▼

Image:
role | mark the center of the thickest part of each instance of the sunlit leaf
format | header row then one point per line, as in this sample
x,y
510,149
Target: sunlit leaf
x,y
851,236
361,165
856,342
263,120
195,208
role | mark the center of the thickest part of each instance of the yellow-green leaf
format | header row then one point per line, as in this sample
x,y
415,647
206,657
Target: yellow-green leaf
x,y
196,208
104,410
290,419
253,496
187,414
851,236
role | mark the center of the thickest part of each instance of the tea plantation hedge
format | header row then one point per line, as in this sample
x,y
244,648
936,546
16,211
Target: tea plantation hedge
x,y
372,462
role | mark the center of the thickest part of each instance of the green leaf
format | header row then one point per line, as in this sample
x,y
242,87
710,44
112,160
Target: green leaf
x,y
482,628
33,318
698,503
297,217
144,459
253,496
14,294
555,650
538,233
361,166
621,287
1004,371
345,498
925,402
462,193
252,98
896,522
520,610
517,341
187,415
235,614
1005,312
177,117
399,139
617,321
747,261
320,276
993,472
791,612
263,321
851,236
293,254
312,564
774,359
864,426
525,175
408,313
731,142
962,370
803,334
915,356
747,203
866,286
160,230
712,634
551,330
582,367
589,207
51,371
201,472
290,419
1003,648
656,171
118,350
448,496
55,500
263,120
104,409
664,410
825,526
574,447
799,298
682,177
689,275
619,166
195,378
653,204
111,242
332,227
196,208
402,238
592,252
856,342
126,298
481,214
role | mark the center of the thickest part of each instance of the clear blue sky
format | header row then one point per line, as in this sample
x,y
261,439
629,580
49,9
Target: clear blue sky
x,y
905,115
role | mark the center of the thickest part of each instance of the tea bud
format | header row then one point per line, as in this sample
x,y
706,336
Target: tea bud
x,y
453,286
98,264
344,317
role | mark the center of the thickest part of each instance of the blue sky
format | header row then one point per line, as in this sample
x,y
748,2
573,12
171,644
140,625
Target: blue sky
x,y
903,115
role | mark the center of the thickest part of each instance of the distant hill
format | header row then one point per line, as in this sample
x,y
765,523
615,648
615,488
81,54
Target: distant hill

▲

TASK DESCRIPTION:
Can you convert every line of the entries above into a single numbered list, leaving out any blank lines?

WRITTEN SOLUTION:
1. Image:
2. role | mark the center of the thickest part of each instance of the sunlit leaf
3. format | header row then one point per line, as in this sample
4. x,y
5. 510,149
6. Target: sunlit leaf
7. x,y
8. 851,236
9. 361,165
10. 856,342
11. 263,120
12. 195,208
13. role | mark the center of the thickest part of each instance of the yellow-green leaf
14. format | header row then one point per line, as in this sample
15. x,y
16. 415,647
17. 206,657
18. Target: yellow-green leaf
19. x,y
20. 196,208
21. 104,410
22. 290,419
23. 253,496
24. 187,414
25. 851,236
26. role | mark the center of the thickest part of each instance of the tea plantation hedge
27. format | header row then one point per line, as in this sample
28. x,y
29. 244,648
30. 936,546
31. 16,211
32. Target: tea plantation hedge
33. x,y
34. 372,462
35. role | mark the center of the thickest part of each instance of the green leaf
36. format | header row then one point per line, as in this sample
37. x,y
38. 242,87
39. 710,44
40. 112,160
41. Target: green leaf
42. x,y
43. 482,628
44. 33,318
45. 698,503
46. 297,217
47. 144,459
48. 253,496
49. 14,294
50. 555,650
51. 538,233
52. 361,166
53. 621,287
54. 1004,371
55. 345,498
56. 925,402
57. 462,193
58. 252,98
59. 896,522
60. 520,610
61. 517,341
62. 187,415
63. 235,614
64. 1005,312
65. 177,117
66. 399,139
67. 617,321
68. 747,261
69. 320,276
70. 993,472
71. 791,612
72. 263,321
73. 851,236
74. 293,254
75. 312,564
76. 774,359
77. 864,426
78. 525,175
79. 408,313
80. 731,142
81. 962,370
82. 803,334
83. 915,356
84. 747,203
85. 866,286
86. 160,230
87. 712,634
88. 551,330
89. 582,367
90. 589,207
91. 51,371
92. 201,472
93. 290,419
94. 1003,648
95. 656,171
96. 118,350
97. 448,496
98. 55,500
99. 263,120
100. 104,409
101. 664,410
102. 825,526
103. 574,447
104. 799,298
105. 682,177
106. 689,275
107. 619,166
108. 195,378
109. 653,204
110. 111,242
111. 332,227
112. 196,208
113. 402,238
114. 592,252
115. 856,342
116. 126,298
117. 481,214
118. role | mark the center of the thickest part of each instance of the clear blue sky
119. format | header row then one point per line, as in this sample
120. x,y
121. 261,439
122. 629,580
123. 49,9
124. Target: clear blue sky
125. x,y
126. 905,115
127. role | mark the center of the thickest part of each instance of the tea bud
128. format | header row then one point per line, as in this sample
129. x,y
130. 706,336
131. Target: tea bud
132. x,y
133. 453,286
134. 98,264
135. 344,317
136. role | mark the center of the thickest part of each instance of the blue sky
137. format | header row then one point per line, as in this sample
138. x,y
139. 748,2
140. 573,12
141. 171,644
142. 140,625
143. Target: blue sky
144. x,y
145. 903,115
146. role | mark the center of the thickest part of each instance of the distant hill
147. format | header row then one point per line, as in this sample
148. x,y
149. 765,523
150. 615,648
151. 615,488
152. 81,54
153. Target: distant hill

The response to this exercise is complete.